> TRECHO DA PÁGINA:

════════════════════

Campos reconquistou Jarbas na campanha de 2012 para a prefeitura do Recife. O senador era um adversário tão feroz que, em 2011, criticou de forma veemente a escolha de Ana Arraes para o TCU. "É nepotismo, é política do compadrio, do coronelismo. É atraso do pior tipo possível. Um exemplo do vale-tudo na política", atacou.
"Dudu" para os íntimos e "demônio" para a oposição, Campos entregou os dois ministérios (Integração Nacional e Portos) e outros cargos que o PSB ocupava no governo Dilma, em 18 de setembro. "Agora estamos mais livres para seguir nosso caminho", afirmou ele, que se despediu do PT e isolou o governador do Ceará, Cid Gomes, e seu irmão, Ciro. Os dois saíram do PSB e migraram para o PROS.
Em recente conversa com auxiliares, no Planalto, Dilma definiu Campos como "matreiro" e "calculista". A presidente lembrou que, quando foi eleita, em 2010, pediu para ele sondar se Ciro, então no PSB, queria compor sua equipe. Pelo relato de Dilma, o governador disse que Ciro não estava interessado. Ele indicou, então, Fernando Bezerra para a Integração Nacional, ministério responsável pelas obras de transposição do Rio São Francisco, denunciadas por superfaturamento.
Logo depois, Dilma encontrou Ciro. "Por que você não quis entrar no ministério?", perguntou ela. "Porque ninguém me convidou", respondeu Ciro.
Para o senador Humberto Costa (PT-PE), derrotado por Campos, em 2006, na eleição para o Palácio do Campo das Princesas, o socialista sedutor não é o que parece. "Ele tem obsessão pelo poder. Persegue violentamente os adversários e destrói quem não reza por sua cartilha", atesta Costa. O senador sofreu novo revés no ano passado, quando o governador conseguiu eleger Geraldo Júlio para a Prefeitura do Recife, desbancando o PT.
Nos bastidores, Campos atribui ao Planalto a tática para asfixiar sua candidatura, aliciando governadores do PSB. "Mas eu não tenho mágoa da presidente Dilma. Não costumo guardar esse tipo de sentimento", garante.

════════════════════

(Registros de anotação de posição)
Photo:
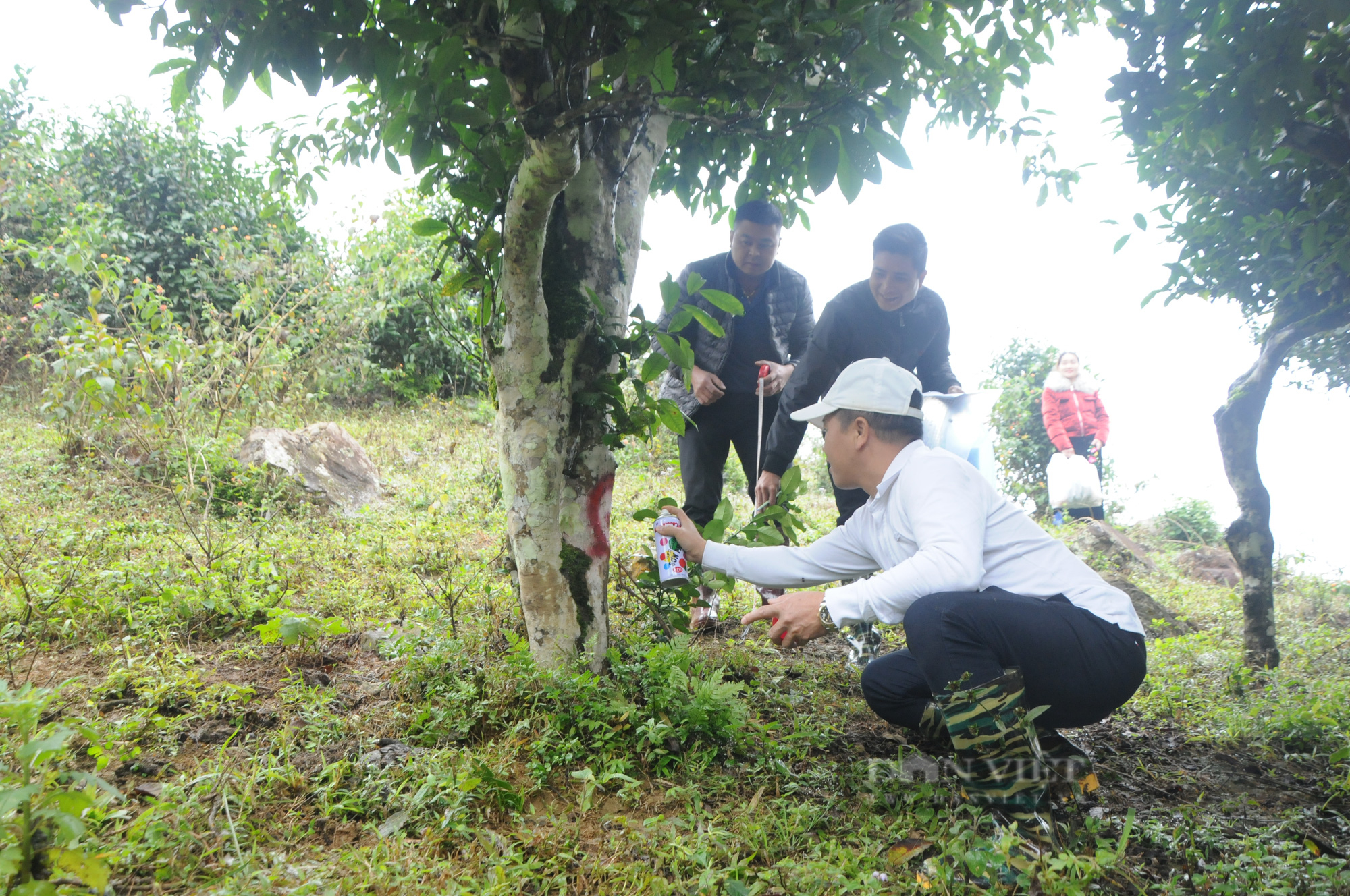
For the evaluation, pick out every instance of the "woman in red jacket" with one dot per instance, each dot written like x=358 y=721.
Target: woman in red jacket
x=1075 y=418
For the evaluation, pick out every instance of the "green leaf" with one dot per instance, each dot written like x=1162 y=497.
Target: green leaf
x=654 y=368
x=823 y=161
x=664 y=72
x=726 y=302
x=927 y=45
x=681 y=319
x=172 y=65
x=430 y=227
x=52 y=744
x=672 y=416
x=670 y=293
x=469 y=117
x=707 y=320
x=889 y=146
x=678 y=352
x=179 y=95
x=851 y=181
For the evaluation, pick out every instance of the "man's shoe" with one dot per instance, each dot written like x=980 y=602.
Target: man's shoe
x=704 y=619
x=865 y=643
x=998 y=756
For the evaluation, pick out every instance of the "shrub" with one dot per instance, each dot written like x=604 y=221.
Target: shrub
x=1191 y=520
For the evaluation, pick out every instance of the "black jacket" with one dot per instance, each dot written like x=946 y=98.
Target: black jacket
x=790 y=314
x=854 y=327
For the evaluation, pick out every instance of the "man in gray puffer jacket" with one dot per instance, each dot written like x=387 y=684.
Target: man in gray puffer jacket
x=774 y=331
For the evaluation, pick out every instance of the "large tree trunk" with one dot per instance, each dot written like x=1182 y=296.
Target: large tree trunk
x=572 y=231
x=1249 y=536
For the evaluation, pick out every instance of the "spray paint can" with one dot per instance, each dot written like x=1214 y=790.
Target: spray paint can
x=672 y=563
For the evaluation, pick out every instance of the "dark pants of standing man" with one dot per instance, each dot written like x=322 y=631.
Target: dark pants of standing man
x=705 y=445
x=1082 y=446
x=1074 y=662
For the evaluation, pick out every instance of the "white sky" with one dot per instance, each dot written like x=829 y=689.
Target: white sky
x=1006 y=268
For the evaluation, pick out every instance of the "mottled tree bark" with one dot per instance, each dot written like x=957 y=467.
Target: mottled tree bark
x=573 y=231
x=1249 y=536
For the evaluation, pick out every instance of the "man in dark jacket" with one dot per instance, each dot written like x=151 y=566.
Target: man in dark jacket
x=890 y=315
x=722 y=400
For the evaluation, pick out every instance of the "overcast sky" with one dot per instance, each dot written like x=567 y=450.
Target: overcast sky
x=1006 y=268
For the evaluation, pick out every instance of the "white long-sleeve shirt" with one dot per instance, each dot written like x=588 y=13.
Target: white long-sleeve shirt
x=934 y=526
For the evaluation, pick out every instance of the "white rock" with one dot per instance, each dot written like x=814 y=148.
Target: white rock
x=325 y=457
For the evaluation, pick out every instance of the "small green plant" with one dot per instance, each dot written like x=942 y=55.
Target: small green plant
x=776 y=524
x=1193 y=522
x=291 y=628
x=43 y=806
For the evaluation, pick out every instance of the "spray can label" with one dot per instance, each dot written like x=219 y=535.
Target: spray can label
x=670 y=561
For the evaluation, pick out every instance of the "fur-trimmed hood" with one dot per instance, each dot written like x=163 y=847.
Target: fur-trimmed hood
x=1083 y=384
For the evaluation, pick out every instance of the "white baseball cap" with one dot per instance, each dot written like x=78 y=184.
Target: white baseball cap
x=873 y=384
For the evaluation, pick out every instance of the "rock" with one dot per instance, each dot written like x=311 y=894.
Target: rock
x=214 y=733
x=325 y=457
x=322 y=758
x=394 y=824
x=1210 y=565
x=371 y=640
x=392 y=754
x=1105 y=547
x=142 y=767
x=1159 y=623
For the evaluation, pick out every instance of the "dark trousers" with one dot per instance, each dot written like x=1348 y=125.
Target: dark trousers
x=1074 y=662
x=704 y=449
x=1082 y=446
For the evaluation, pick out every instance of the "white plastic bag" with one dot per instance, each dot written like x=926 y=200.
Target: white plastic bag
x=1073 y=482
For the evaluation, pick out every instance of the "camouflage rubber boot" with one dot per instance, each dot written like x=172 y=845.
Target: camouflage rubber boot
x=998 y=756
x=1069 y=763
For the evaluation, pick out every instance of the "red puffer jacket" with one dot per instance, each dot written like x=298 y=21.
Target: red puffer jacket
x=1073 y=410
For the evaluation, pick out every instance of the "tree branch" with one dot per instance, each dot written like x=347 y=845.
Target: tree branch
x=1320 y=142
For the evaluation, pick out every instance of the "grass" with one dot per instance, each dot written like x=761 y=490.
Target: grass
x=441 y=760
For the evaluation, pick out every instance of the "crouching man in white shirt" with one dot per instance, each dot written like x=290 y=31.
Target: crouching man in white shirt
x=1004 y=624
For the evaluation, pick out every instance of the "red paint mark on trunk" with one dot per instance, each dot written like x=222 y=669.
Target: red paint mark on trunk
x=597 y=515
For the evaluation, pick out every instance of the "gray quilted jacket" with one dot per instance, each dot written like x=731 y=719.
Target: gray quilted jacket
x=790 y=315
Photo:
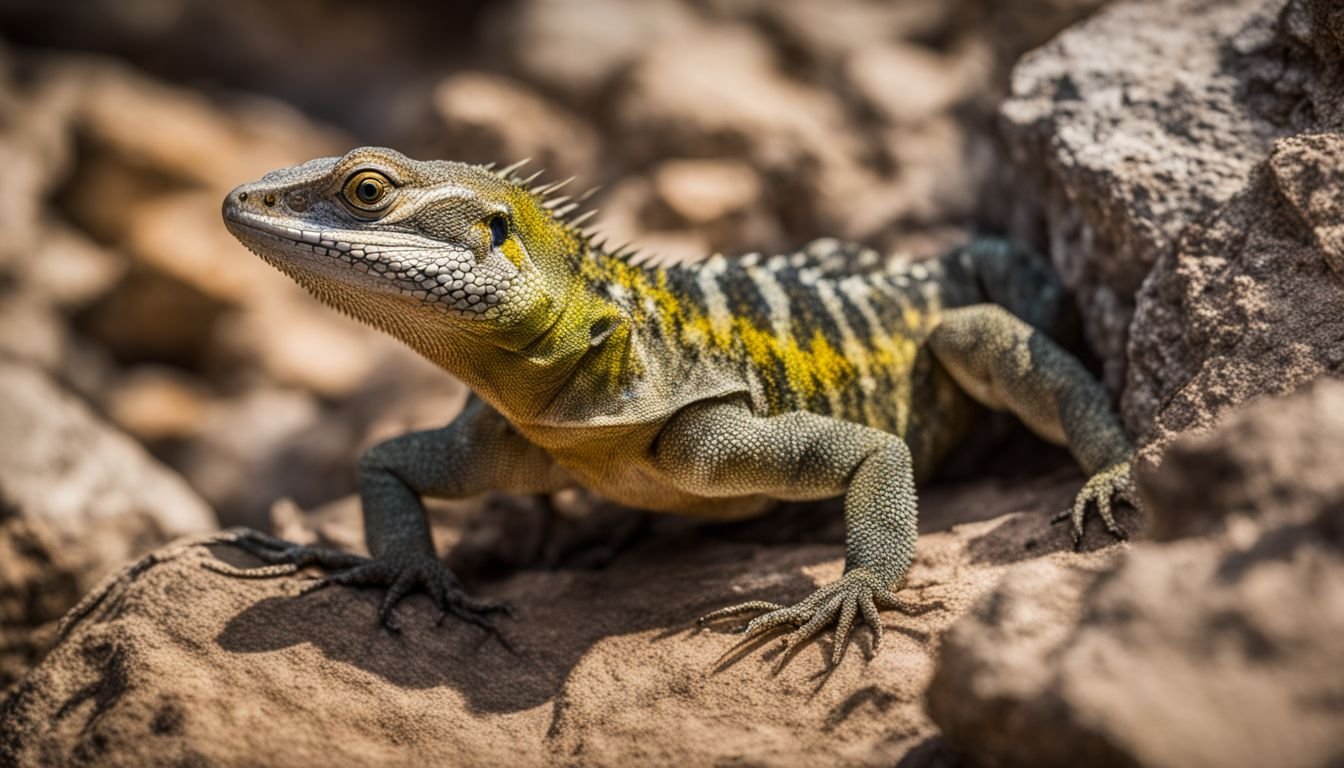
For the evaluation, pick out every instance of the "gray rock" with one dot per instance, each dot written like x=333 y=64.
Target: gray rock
x=1247 y=303
x=1133 y=136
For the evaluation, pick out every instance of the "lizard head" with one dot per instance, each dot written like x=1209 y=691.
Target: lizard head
x=430 y=252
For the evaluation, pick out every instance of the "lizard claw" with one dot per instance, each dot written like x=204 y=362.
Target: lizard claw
x=402 y=576
x=856 y=595
x=1108 y=486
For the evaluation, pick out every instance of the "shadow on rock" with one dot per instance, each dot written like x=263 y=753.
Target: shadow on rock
x=558 y=618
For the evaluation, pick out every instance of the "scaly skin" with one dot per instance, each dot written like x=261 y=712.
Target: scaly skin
x=706 y=389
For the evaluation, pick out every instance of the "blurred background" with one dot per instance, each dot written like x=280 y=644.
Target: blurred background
x=711 y=125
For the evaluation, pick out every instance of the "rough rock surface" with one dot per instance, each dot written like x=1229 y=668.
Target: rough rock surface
x=183 y=665
x=1130 y=151
x=1215 y=651
x=1247 y=304
x=77 y=501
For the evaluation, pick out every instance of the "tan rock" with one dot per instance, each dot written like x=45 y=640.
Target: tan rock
x=702 y=191
x=492 y=119
x=157 y=404
x=606 y=671
x=578 y=46
x=1219 y=651
x=909 y=84
x=77 y=499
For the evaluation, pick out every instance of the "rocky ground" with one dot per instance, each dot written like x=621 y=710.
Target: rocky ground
x=1180 y=160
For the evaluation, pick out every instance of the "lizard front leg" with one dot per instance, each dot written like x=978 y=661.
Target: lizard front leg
x=1007 y=365
x=722 y=449
x=477 y=452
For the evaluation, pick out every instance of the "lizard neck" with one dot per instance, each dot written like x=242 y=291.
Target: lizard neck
x=581 y=344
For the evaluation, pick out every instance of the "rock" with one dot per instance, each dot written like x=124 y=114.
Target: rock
x=703 y=191
x=733 y=101
x=182 y=663
x=1206 y=651
x=578 y=46
x=1128 y=151
x=909 y=84
x=1245 y=305
x=1286 y=449
x=827 y=32
x=155 y=404
x=96 y=488
x=77 y=499
x=38 y=584
x=492 y=119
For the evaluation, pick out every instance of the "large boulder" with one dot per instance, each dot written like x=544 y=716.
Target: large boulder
x=175 y=663
x=1128 y=149
x=77 y=501
x=1216 y=651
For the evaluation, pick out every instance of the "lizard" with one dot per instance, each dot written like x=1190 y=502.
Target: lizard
x=708 y=389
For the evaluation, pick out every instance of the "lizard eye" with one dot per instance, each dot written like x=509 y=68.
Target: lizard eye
x=499 y=230
x=367 y=188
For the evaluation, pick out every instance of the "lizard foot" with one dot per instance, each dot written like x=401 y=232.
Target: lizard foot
x=401 y=574
x=858 y=592
x=1104 y=488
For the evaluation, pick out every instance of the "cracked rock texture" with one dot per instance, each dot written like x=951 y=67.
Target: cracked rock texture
x=1130 y=149
x=179 y=665
x=1219 y=650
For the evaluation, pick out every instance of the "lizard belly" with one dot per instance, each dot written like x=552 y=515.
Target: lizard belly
x=614 y=460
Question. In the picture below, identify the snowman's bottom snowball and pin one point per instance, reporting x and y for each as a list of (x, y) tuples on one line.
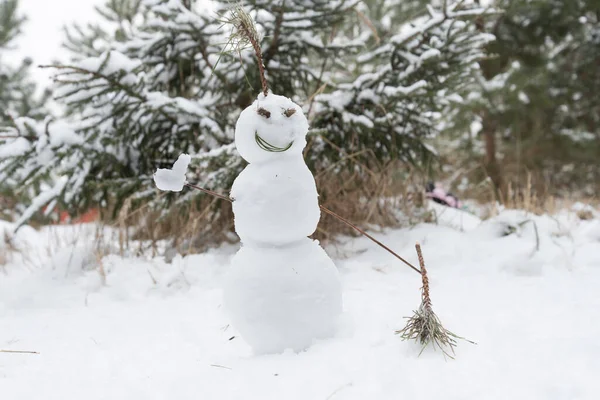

════════════════════

> O QUE SE PEDE:
[a] Reproduza a parte do trecho da página que se inicia com as palavras "Logo depois, Dilma" e se encerra com "desbancando o PT.".
[b] Identifique nos registros cada linha em que aparece a palavra "blurred" e copie todas elas.

> RESOLUÇÃO DO EXERCÍCIO:
[a]
Logo depois, Dilma encontrou Ciro. "Por que você não quis entrar no ministério?", perguntou ela. "Porque ninguém me convidou", respondeu Ciro.
Para o senador Humberto Costa (PT-PE), derrotado por Campos, em 2006, na eleição para o Palácio do Campo das Princesas, o socialista sedutor não é o que parece. "Ele tem obsessão pelo poder. Persegue violentamente os adversários e destrói quem não reza por sua cartilha", atesta Costa. O senador sofreu novo revés no ano passado, quando o governador conseguiu eleger Geraldo Júlio para a Prefeitura do Recife, desbancando o PT.

[b]
For the evaluation, pick out every instance of the "blurred background" with one dot per instance, each dot written like x=280 y=644.
Target: blurred background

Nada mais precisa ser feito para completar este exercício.